**WORK TO COMPLETE**
Lay out every line of the records below as a JSON list of strings, one string per line, leaving out any blank lines.

Dataset entries:
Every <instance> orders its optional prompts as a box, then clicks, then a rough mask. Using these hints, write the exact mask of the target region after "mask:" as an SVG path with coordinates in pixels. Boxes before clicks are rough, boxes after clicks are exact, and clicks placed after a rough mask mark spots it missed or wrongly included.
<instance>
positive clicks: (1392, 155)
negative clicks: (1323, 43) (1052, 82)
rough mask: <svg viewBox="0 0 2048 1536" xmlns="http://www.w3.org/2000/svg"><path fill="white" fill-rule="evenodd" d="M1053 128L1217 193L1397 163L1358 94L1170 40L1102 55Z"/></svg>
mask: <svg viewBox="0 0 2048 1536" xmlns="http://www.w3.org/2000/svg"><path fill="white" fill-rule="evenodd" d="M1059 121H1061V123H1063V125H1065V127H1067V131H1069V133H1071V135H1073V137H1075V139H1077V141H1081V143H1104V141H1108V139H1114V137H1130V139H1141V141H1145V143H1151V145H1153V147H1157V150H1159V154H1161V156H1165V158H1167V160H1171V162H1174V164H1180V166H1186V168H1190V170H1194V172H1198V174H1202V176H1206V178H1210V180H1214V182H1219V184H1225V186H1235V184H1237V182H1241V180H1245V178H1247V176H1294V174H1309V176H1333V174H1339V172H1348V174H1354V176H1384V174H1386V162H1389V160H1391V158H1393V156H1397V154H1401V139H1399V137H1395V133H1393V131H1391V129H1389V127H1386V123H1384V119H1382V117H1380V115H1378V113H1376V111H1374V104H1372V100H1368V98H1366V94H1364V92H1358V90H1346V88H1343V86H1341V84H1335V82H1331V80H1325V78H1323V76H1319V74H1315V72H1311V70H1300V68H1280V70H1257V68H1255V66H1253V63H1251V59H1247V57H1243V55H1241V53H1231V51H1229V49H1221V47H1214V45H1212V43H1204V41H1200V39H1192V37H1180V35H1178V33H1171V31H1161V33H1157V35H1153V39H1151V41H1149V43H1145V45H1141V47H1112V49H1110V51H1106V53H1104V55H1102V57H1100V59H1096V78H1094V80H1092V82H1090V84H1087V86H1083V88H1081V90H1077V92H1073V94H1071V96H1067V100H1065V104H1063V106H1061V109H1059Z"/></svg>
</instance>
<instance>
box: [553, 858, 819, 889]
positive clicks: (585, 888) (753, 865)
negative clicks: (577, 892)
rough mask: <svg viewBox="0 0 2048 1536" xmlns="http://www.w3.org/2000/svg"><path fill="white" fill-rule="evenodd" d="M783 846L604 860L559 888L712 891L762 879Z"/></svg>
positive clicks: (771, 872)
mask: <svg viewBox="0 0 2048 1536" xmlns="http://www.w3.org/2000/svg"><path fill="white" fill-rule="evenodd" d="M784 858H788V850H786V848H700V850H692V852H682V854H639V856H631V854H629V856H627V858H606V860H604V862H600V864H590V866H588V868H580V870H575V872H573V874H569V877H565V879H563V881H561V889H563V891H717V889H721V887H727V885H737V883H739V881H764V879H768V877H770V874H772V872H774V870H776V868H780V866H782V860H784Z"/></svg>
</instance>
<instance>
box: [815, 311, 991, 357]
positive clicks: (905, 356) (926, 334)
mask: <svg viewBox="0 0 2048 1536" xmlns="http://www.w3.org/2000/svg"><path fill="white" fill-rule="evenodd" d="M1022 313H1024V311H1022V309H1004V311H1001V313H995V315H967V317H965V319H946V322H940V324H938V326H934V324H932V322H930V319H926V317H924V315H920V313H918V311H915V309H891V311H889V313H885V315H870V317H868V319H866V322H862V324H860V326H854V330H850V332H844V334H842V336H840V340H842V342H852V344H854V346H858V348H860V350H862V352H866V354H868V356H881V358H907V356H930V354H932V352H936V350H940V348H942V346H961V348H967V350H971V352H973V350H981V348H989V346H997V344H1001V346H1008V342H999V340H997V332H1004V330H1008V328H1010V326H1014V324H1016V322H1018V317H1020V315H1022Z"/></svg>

**YOUR RESPONSE**
[
  "Every <instance> orders its optional prompts as a box, then clicks, then a rough mask. Using these hints, write the exact mask of the target region after \"mask:\" as an SVG path with coordinates in pixels. Boxes before clicks are rough, boxes after clicks are exact, and clicks placed after a rough mask mark spots it missed or wrongly included.",
  "<instance>",
  "positive clicks: (1392, 155)",
  "negative clicks: (1323, 43) (1052, 82)",
  "rough mask: <svg viewBox=\"0 0 2048 1536\" xmlns=\"http://www.w3.org/2000/svg\"><path fill=\"white\" fill-rule=\"evenodd\" d=\"M1053 128L1217 193L1397 163L1358 94L1170 40L1102 55Z\"/></svg>",
  "mask: <svg viewBox=\"0 0 2048 1536\" xmlns=\"http://www.w3.org/2000/svg\"><path fill=\"white\" fill-rule=\"evenodd\" d=\"M1059 121H1061V123H1063V125H1065V127H1067V131H1069V133H1071V135H1073V137H1075V139H1077V141H1081V143H1104V141H1108V139H1114V137H1130V139H1141V141H1145V143H1151V145H1153V147H1157V150H1159V154H1161V156H1165V158H1167V160H1171V162H1174V164H1180V166H1186V168H1190V170H1194V172H1198V174H1202V176H1206V178H1210V180H1214V182H1219V184H1225V186H1235V184H1237V182H1241V180H1245V178H1247V176H1294V174H1309V176H1333V174H1339V172H1348V174H1354V176H1384V174H1386V162H1389V160H1391V158H1393V156H1397V154H1401V139H1399V137H1395V133H1393V131H1391V129H1389V127H1386V123H1384V119H1382V117H1380V115H1378V113H1376V111H1374V104H1372V100H1368V98H1366V94H1364V92H1358V90H1346V88H1343V86H1341V84H1335V82H1331V80H1325V78H1323V76H1319V74H1315V72H1311V70H1300V68H1280V70H1257V68H1255V66H1253V63H1251V59H1247V57H1243V55H1241V53H1231V51H1229V49H1221V47H1214V45H1212V43H1204V41H1200V39H1192V37H1180V35H1178V33H1171V31H1161V33H1157V35H1153V39H1151V41H1149V43H1145V45H1141V47H1112V49H1110V51H1106V53H1104V55H1102V57H1100V59H1096V78H1094V80H1092V82H1090V84H1087V86H1083V88H1081V90H1077V92H1073V94H1071V96H1067V100H1065V104H1063V106H1061V109H1059Z\"/></svg>",
  "</instance>",
  "<instance>",
  "box: [553, 858, 819, 889]",
  "positive clicks: (585, 888) (753, 865)",
  "negative clicks: (577, 892)",
  "rough mask: <svg viewBox=\"0 0 2048 1536\" xmlns=\"http://www.w3.org/2000/svg\"><path fill=\"white\" fill-rule=\"evenodd\" d=\"M783 846L604 860L559 888L712 891L762 879Z\"/></svg>",
  "positive clicks: (771, 872)",
  "mask: <svg viewBox=\"0 0 2048 1536\" xmlns=\"http://www.w3.org/2000/svg\"><path fill=\"white\" fill-rule=\"evenodd\" d=\"M784 858H788V850H786V848H700V850H692V852H682V854H639V856H631V854H629V856H627V858H606V860H604V862H600V864H590V866H588V868H580V870H575V872H573V874H569V877H565V879H563V881H561V889H563V891H717V889H721V887H727V885H737V883H739V881H764V879H768V877H770V874H772V872H774V870H776V868H780V866H782V860H784Z\"/></svg>",
  "</instance>",
  "<instance>",
  "box: [815, 311, 991, 357]",
  "positive clicks: (905, 356) (926, 334)",
  "mask: <svg viewBox=\"0 0 2048 1536\" xmlns=\"http://www.w3.org/2000/svg\"><path fill=\"white\" fill-rule=\"evenodd\" d=\"M1022 313H1024V311H1022V309H1004V311H1001V313H995V315H967V317H965V319H946V322H940V324H938V326H934V324H932V322H930V319H926V317H924V315H920V313H918V311H915V309H891V311H889V313H885V315H870V317H868V319H866V322H862V324H860V326H854V330H850V332H844V334H842V336H840V340H842V342H852V344H854V346H858V348H860V350H862V352H866V354H868V356H881V358H907V356H930V354H932V352H936V350H940V348H942V346H961V348H967V350H971V352H973V350H981V348H989V346H997V344H1001V346H1008V342H999V340H997V332H1004V330H1008V328H1010V326H1014V324H1016V322H1018V317H1020V315H1022Z\"/></svg>"
]